▶ [Goal] Rewrite all the lines below as a JSON list of strings, one string per line, skipping any blank lines. Leave the pictures out of the list.

(Coordinate note lines)
▬▬▬▬▬▬▬▬▬▬
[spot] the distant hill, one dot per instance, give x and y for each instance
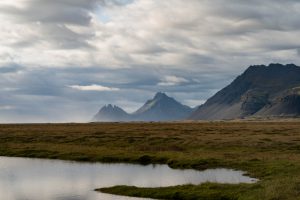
(160, 108)
(110, 113)
(261, 90)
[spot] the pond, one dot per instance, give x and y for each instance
(36, 179)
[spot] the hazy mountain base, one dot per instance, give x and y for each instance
(160, 108)
(266, 150)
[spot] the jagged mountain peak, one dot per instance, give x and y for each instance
(162, 108)
(160, 95)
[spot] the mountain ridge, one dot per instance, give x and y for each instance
(160, 108)
(257, 89)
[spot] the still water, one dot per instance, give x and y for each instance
(40, 179)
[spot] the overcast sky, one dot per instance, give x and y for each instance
(61, 60)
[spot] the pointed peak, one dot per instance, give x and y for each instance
(160, 95)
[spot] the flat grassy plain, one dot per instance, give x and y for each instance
(269, 151)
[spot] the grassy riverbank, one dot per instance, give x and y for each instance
(269, 151)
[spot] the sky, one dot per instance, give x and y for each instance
(62, 60)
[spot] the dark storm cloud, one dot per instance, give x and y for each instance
(70, 57)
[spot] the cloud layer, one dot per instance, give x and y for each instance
(86, 53)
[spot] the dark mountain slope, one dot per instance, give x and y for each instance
(257, 89)
(162, 108)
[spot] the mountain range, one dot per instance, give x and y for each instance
(160, 108)
(261, 91)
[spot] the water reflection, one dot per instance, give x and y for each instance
(36, 179)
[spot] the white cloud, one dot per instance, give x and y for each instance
(6, 107)
(194, 47)
(94, 87)
(172, 81)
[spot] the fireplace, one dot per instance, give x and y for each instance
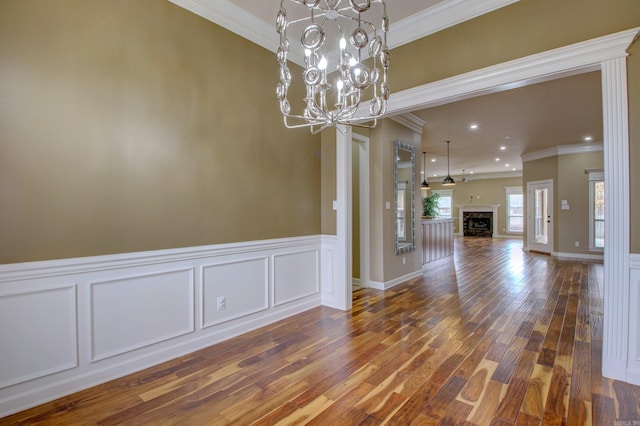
(477, 224)
(478, 220)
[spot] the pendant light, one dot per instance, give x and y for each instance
(346, 60)
(448, 181)
(424, 186)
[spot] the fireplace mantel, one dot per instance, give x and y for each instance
(478, 208)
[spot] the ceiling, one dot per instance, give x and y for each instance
(509, 123)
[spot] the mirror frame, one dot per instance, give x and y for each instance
(404, 248)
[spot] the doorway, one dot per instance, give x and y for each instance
(360, 211)
(539, 215)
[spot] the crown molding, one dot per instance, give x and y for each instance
(428, 21)
(577, 148)
(439, 17)
(411, 121)
(561, 62)
(235, 19)
(478, 176)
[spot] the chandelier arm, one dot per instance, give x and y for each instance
(329, 101)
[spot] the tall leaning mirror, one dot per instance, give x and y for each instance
(404, 171)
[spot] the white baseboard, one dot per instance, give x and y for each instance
(436, 263)
(69, 303)
(577, 256)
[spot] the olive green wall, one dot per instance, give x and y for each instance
(137, 125)
(518, 30)
(329, 220)
(483, 191)
(573, 186)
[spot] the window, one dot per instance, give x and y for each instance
(444, 202)
(596, 209)
(515, 209)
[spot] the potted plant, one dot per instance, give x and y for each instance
(430, 206)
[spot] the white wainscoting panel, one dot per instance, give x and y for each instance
(295, 275)
(244, 285)
(69, 324)
(138, 311)
(37, 334)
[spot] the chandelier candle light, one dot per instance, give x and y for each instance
(336, 36)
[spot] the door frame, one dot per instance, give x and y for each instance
(531, 244)
(365, 214)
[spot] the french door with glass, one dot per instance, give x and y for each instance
(539, 216)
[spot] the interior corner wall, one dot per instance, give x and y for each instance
(329, 224)
(573, 186)
(130, 126)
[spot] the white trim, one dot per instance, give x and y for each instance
(396, 281)
(577, 148)
(561, 62)
(237, 20)
(439, 17)
(579, 256)
(428, 21)
(410, 121)
(81, 275)
(365, 213)
(616, 326)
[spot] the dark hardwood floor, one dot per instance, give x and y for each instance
(497, 336)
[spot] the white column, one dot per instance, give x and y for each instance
(616, 254)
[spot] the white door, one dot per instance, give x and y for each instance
(539, 215)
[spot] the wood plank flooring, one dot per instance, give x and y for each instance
(495, 337)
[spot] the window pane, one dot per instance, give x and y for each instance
(598, 200)
(598, 214)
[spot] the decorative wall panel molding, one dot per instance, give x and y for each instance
(38, 334)
(70, 324)
(137, 311)
(242, 287)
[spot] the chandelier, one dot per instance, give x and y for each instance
(346, 59)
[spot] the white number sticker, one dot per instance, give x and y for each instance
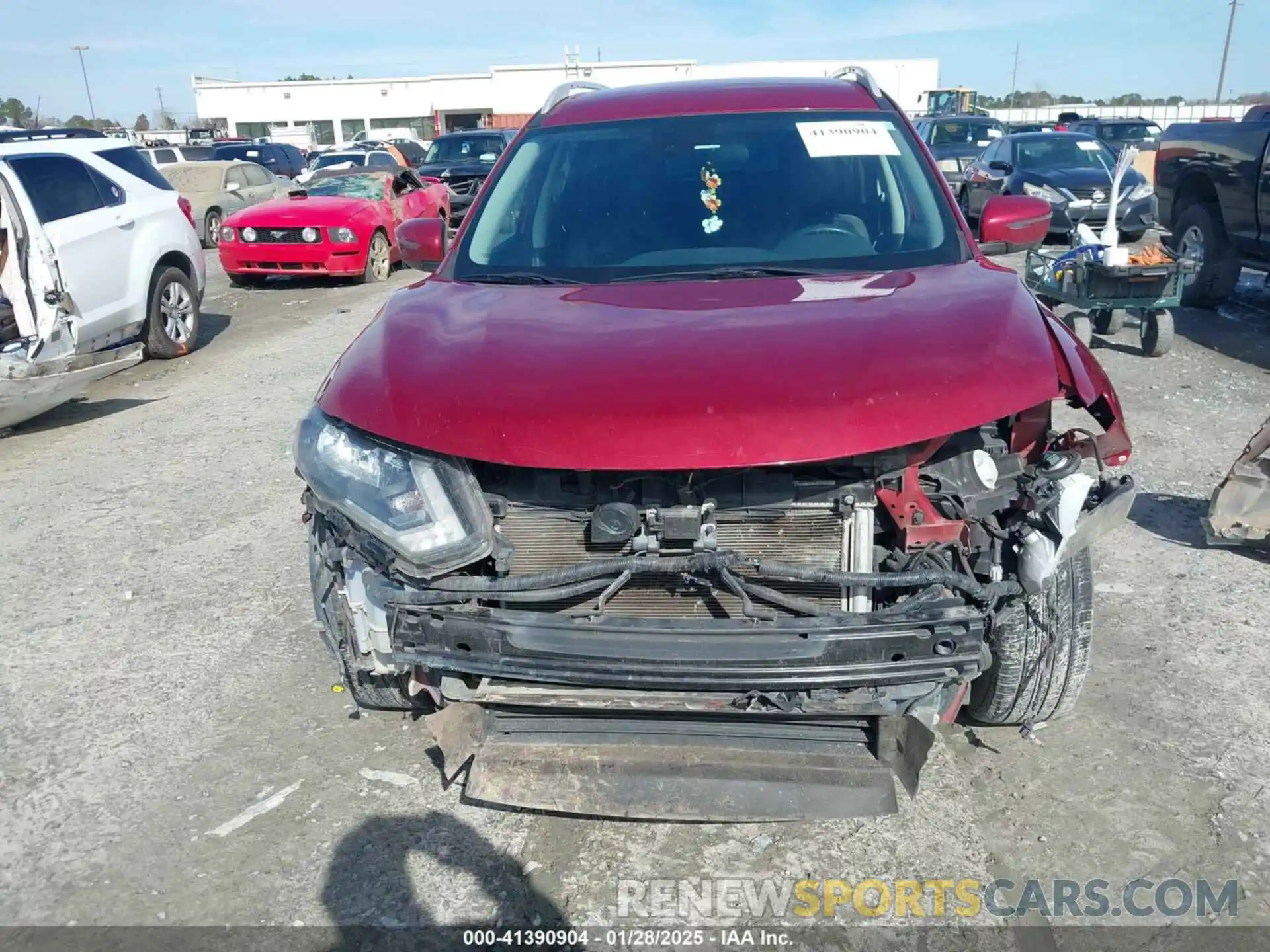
(847, 138)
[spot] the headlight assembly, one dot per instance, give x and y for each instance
(427, 508)
(1050, 194)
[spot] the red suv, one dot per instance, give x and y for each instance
(713, 466)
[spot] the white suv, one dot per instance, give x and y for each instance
(102, 267)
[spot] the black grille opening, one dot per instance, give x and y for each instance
(281, 237)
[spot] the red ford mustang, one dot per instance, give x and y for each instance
(343, 223)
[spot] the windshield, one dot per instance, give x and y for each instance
(193, 178)
(1130, 131)
(817, 192)
(465, 149)
(339, 159)
(1062, 151)
(966, 132)
(349, 186)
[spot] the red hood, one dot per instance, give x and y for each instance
(697, 375)
(299, 212)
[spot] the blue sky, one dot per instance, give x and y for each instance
(1089, 48)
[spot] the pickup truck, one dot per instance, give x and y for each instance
(1213, 194)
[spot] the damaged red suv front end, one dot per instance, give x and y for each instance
(712, 469)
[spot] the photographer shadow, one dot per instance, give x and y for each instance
(368, 890)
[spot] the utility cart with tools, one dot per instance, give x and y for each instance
(1105, 294)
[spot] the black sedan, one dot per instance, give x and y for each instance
(956, 140)
(1070, 171)
(462, 160)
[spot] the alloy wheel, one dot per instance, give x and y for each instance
(177, 307)
(380, 263)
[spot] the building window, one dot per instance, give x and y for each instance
(351, 127)
(423, 126)
(320, 131)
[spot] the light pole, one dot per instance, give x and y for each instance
(91, 111)
(1226, 50)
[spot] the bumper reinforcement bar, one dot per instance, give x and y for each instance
(708, 768)
(694, 654)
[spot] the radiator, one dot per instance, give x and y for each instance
(546, 539)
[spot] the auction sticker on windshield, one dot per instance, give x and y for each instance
(847, 138)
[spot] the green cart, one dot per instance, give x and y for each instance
(1104, 295)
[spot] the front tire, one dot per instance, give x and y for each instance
(1040, 651)
(379, 260)
(1201, 237)
(172, 321)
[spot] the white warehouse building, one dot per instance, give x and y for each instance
(331, 112)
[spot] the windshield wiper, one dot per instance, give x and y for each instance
(727, 273)
(517, 278)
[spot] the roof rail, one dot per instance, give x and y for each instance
(32, 135)
(859, 74)
(570, 89)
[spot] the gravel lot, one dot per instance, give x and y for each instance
(163, 674)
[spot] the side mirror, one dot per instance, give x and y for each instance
▬▬▬▬▬▬▬▬▬▬
▶ [Written reply]
[
  "[spot] the distant hill, one dot per instance, give x and y for each instance",
  "(160, 108)",
  "(110, 113)",
  "(261, 90)",
  "[spot] the pond, one dot per instance, give x and y for each instance",
  "(36, 179)",
  "[spot] the hazy mountain base, one dot per instance, give x and y for each instance",
  "(160, 108)",
  "(266, 150)",
  "[spot] the jagged mountain peak, one dot per instance, give x and y for each instance",
  "(162, 108)",
  "(160, 95)",
  "[spot] the mountain ridge, one dot per instance, give x and y for each instance",
  "(160, 108)",
  "(257, 89)",
  "[spot] the still water, one dot per instance, give x and y for each instance",
  "(40, 179)",
  "[spot] the overcast sky, one dot per instance, give x and y for each instance",
  "(61, 60)",
  "[spot] the pointed peak, one dot per instance, give x and y for each instance",
  "(160, 95)",
  "[spot] the flat grassy plain, one dot per instance, give x and y for each instance",
  "(269, 151)",
  "[spot] the grassy riverbank, one dot per instance, give x and y for each instance",
  "(269, 151)",
  "[spot] the sky, one dot per instance, give x and y for each instance",
  "(62, 60)",
  "[spot] the dark storm cloud, one dot per instance, give x and y for each instance",
  "(70, 57)",
  "[spot] the cloud layer, one dot per instance, give x and y for each instance",
  "(86, 53)",
  "[spot] the dark mountain slope, one dot per instance, give x and y for each instance",
  "(257, 89)",
  "(162, 108)",
  "[spot] the mountain range, one dot per instance, give x and y for each instance",
  "(160, 108)",
  "(261, 91)",
  "[spot] the water reflection, one dot per instance, give x and y for each instance",
  "(36, 179)",
  "[spot] the white cloud, one dot per instance, give x and y for each instance",
  "(6, 107)",
  "(194, 47)",
  "(94, 87)",
  "(172, 81)",
  "[spot] the fireplace, one dot per instance, give x and y for each instance",
  "(477, 224)",
  "(478, 220)",
  "[spot] the pendant light, one dot per instance, give x and y for each instance",
  "(346, 60)",
  "(448, 181)",
  "(424, 186)",
  "[spot] the fireplace mantel, one dot per instance, give x and y for each instance",
  "(478, 208)",
  "[spot] the ceiling, one dot per instance, give x and y for each instance",
  "(509, 123)",
  "[spot] the mirror frame, one dot per instance, give x and y for each instance",
  "(404, 248)",
  "[spot] the doorway, one dot per instance, give x and y for each instance",
  "(360, 211)",
  "(539, 215)",
  "[spot] the crown molding, one dot per instance, give x and y for each instance",
  "(428, 21)",
  "(577, 148)",
  "(439, 17)",
  "(411, 121)",
  "(561, 62)",
  "(235, 19)",
  "(478, 176)",
  "[spot] the chandelier arm, one dot per instance, give x and y for each instance",
  "(329, 101)",
  "[spot] the tall leaning mirror, one dot per instance, give x and y for each instance",
  "(404, 171)",
  "[spot] the white baseboard, one dot per instance, give x and y for each instance",
  "(436, 263)",
  "(69, 303)",
  "(577, 256)",
  "[spot] the olive green wall, one dot per instance, give x and y for each instance",
  "(137, 125)",
  "(518, 30)",
  "(329, 220)",
  "(483, 191)",
  "(573, 186)",
  "[spot] the window, one dot per instance, give x and y for each instance",
  "(444, 202)",
  "(596, 209)",
  "(515, 209)",
  "[spot] the potted plant, one dot per instance, give x and y for each instance",
  "(430, 206)",
  "[spot] the white wainscoting panel, one dot per instance, give x and y for each instance",
  "(295, 275)",
  "(244, 285)",
  "(69, 324)",
  "(138, 311)",
  "(37, 334)",
  "[spot] the chandelier candle light, one dot per instance, give x and y for each instance",
  "(336, 36)",
  "[spot] the door frame, one dot per instance, give x and y for each instance",
  "(531, 244)",
  "(365, 214)",
  "[spot] the french door with glass, one dot per instance, give x and y for each instance",
  "(539, 216)",
  "[spot] the interior corner wall, one dot per instance, give x and y for each instance",
  "(329, 224)",
  "(573, 186)",
  "(130, 126)",
  "[spot] the white trim, one dot per instance, give x and y for each instance",
  "(396, 281)",
  "(577, 148)",
  "(561, 62)",
  "(237, 20)",
  "(439, 17)",
  "(579, 256)",
  "(428, 21)",
  "(410, 121)",
  "(81, 275)",
  "(365, 213)",
  "(616, 326)",
  "[spot] the dark hardwood floor, one dot per instance, give x and y for each instance",
  "(497, 336)",
  "[spot] the white column, one dot per instance, give x and y for each instance",
  "(616, 254)",
  "[spot] the white door, one dot per instance, give x and y for each instance",
  "(539, 215)",
  "[spot] the wood plank flooring, one dot per instance, give x and y for each instance",
  "(495, 337)",
  "[spot] the window pane, one dot per instance, give x and y for each instance",
  "(598, 200)",
  "(598, 214)",
  "[spot] the decorative wall panel molding, one dot per instance, give x and y for each instance",
  "(38, 334)",
  "(70, 324)",
  "(137, 311)",
  "(242, 287)",
  "[spot] the chandelier, one dot per instance, give x and y for each instance",
  "(346, 59)",
  "[spot] the white number sticker, one dot per instance, give x and y for each instance",
  "(847, 138)",
  "[spot] the headlight assembly, one dot per instance, give x and y for each instance",
  "(427, 508)",
  "(1050, 194)",
  "[spot] the red suv, one dot per instance, give x and y for each instance",
  "(713, 466)",
  "[spot] the white suv, one dot per instance, give x and y for each instance",
  "(102, 267)",
  "[spot] the black grille opening, one dot per instance, give x and y for each instance",
  "(281, 237)",
  "[spot] the red ford mustang, one dot per instance, give x and y for each instance",
  "(343, 223)",
  "[spot] the windshield, one dot per instance, give x and y for each instance",
  "(193, 178)",
  "(1130, 131)",
  "(817, 192)",
  "(465, 149)",
  "(339, 159)",
  "(1062, 151)",
  "(966, 132)",
  "(349, 186)",
  "[spot] the red hood, one dot per instance, give x and y for each instance",
  "(697, 375)",
  "(299, 212)",
  "[spot] the blue sky, one dot per instance, give x and y for each instance",
  "(1089, 48)",
  "[spot] the pickup truck, one dot per instance, give x and y for each instance",
  "(1213, 194)",
  "[spot] the damaged red suv front end, one dot per instance, give x and y for each instance",
  "(712, 469)",
  "[spot] the photographer shadow, one dot per instance, give x and y for each instance",
  "(368, 890)",
  "[spot] the utility cart with tools, one dot per instance, give x and y for each instance",
  "(1105, 294)",
  "[spot] the black sedan, one dot per instance, give x and y for each instance",
  "(956, 140)",
  "(1070, 171)",
  "(462, 160)",
  "[spot] the alloy wheel, one dot per instance, give x and y for each instance",
  "(177, 307)",
  "(380, 263)",
  "[spot] the building window, one dot per instance, give x and y for each instance",
  "(351, 127)",
  "(423, 126)",
  "(320, 131)",
  "[spot] the light pole, one dot per instance, give x and y for each instance",
  "(91, 111)",
  "(1226, 50)",
  "[spot] the bumper reinforcement bar, one dot per instance, give x and y for each instance",
  "(708, 768)",
  "(694, 654)",
  "[spot] the radiator, one dot per instance, give x and y for each instance",
  "(546, 539)",
  "[spot] the auction sticker on windshield, one dot per instance, give x and y for each instance",
  "(847, 138)",
  "[spot] the green cart, one dot per instance, give x and y for each instance",
  "(1104, 295)",
  "[spot] the front tire, one dot per instance, give x and y for each instance",
  "(1040, 651)",
  "(379, 260)",
  "(1201, 237)",
  "(172, 321)",
  "[spot] the white warehouse building, one dot per instance, give x and y for each instance",
  "(331, 112)",
  "[spot] the windshield wiper, one dot per instance, give x and y for each instance",
  "(727, 273)",
  "(517, 278)",
  "[spot] the roof rail, one dot per instance, give x and y for each instance",
  "(32, 135)",
  "(859, 74)",
  "(570, 89)",
  "[spot] the gravel lot, one dot per instance, give x and y for each instance",
  "(163, 674)",
  "[spot] the side mirror, one dot per instance, give x and y for each instance"
]